━━ The records

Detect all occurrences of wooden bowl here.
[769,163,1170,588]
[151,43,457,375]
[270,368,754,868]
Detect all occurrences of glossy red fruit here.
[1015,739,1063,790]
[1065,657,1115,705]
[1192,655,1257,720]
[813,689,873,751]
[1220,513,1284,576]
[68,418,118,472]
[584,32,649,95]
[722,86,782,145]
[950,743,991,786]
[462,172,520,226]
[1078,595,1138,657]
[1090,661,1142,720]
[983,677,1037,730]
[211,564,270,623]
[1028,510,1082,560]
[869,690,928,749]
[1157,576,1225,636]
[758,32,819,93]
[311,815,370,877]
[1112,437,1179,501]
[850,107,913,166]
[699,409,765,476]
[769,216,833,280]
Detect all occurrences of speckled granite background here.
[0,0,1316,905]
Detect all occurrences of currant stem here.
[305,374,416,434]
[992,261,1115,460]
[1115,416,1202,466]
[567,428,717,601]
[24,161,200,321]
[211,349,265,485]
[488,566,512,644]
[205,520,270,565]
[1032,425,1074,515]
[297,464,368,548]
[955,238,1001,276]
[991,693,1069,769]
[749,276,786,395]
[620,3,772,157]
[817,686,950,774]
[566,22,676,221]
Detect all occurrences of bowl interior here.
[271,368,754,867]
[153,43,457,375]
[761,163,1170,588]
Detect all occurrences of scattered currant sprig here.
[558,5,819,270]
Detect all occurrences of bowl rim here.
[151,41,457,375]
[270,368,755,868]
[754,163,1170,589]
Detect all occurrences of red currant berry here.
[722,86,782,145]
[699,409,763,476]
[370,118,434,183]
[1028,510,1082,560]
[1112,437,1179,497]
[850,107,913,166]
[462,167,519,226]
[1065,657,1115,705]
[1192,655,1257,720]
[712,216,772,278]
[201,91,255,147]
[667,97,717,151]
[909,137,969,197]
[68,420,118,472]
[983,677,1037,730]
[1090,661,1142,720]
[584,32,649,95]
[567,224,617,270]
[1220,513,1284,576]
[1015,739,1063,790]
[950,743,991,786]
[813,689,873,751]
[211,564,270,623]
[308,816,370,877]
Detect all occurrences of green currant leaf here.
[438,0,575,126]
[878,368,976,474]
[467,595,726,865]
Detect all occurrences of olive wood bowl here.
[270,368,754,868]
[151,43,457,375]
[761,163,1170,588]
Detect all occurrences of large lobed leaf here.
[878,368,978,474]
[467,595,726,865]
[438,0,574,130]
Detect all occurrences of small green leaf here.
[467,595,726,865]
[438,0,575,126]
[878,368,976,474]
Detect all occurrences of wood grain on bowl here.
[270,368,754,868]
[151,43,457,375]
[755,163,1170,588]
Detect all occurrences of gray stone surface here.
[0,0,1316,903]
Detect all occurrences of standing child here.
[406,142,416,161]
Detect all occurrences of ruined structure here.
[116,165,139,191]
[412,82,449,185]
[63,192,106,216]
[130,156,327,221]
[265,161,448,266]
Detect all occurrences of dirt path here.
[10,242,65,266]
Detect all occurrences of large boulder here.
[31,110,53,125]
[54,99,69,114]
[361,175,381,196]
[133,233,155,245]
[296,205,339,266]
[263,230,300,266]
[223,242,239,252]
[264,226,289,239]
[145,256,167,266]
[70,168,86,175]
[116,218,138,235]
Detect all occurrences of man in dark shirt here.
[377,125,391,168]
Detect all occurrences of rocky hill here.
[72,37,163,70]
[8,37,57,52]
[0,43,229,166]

━━━━

Work to be completed: Swap "bowl rim" for "bowl edge" in the entries starting at the line containing "Detect all occurrences of scattered" and ending at the line containing "[754,163,1170,589]", and give those lines back with nothing else changed.

Reply:
Detect all occurrences of scattered currant sprig here.
[558,5,819,270]
Detect all occurrences of bowl edge here.
[151,41,457,375]
[270,368,755,868]
[754,163,1170,589]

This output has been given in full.